- Directions for this task -
Show every line from the records below that contains the word "window", copying each one unchanged.

- Records supplied -

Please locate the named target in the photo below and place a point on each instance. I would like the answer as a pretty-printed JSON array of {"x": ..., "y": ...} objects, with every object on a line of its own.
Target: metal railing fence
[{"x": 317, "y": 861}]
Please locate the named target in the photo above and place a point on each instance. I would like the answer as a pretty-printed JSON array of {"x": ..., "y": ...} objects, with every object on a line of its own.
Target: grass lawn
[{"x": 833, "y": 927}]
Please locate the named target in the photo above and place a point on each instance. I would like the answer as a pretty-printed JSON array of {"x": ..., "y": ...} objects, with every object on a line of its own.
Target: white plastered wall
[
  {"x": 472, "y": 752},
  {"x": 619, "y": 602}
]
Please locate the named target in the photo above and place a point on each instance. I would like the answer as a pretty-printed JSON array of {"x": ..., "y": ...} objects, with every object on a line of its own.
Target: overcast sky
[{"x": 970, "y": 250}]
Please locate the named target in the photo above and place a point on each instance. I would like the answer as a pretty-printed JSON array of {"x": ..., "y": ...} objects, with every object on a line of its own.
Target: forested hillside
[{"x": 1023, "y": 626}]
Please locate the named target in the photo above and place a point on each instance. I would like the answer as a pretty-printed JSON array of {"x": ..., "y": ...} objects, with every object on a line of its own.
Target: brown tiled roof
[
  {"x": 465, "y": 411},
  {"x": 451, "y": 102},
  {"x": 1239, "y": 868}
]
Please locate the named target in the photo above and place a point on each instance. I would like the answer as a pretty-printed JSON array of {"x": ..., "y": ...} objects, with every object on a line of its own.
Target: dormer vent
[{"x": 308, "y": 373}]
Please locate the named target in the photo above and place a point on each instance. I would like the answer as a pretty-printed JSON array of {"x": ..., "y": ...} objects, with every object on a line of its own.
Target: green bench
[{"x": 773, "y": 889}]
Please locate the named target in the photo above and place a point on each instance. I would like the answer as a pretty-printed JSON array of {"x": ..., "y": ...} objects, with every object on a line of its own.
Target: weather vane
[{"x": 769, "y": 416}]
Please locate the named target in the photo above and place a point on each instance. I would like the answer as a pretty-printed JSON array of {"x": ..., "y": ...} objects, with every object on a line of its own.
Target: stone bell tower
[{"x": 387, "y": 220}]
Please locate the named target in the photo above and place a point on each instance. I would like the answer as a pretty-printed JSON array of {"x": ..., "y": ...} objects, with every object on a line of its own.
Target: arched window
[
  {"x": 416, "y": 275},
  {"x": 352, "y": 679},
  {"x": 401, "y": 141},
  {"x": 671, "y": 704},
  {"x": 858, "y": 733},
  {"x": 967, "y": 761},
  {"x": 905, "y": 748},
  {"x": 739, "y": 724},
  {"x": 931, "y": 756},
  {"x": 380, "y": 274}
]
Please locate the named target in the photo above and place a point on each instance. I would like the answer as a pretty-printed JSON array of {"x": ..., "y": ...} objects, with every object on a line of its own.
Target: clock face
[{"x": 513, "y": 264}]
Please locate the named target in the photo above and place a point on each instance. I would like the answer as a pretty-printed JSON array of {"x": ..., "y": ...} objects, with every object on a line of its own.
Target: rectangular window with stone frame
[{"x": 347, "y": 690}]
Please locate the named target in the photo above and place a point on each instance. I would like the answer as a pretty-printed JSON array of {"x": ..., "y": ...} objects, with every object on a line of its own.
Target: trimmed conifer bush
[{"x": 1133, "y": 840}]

- The result -
Target: arched window
Target: rectangular window with stone frame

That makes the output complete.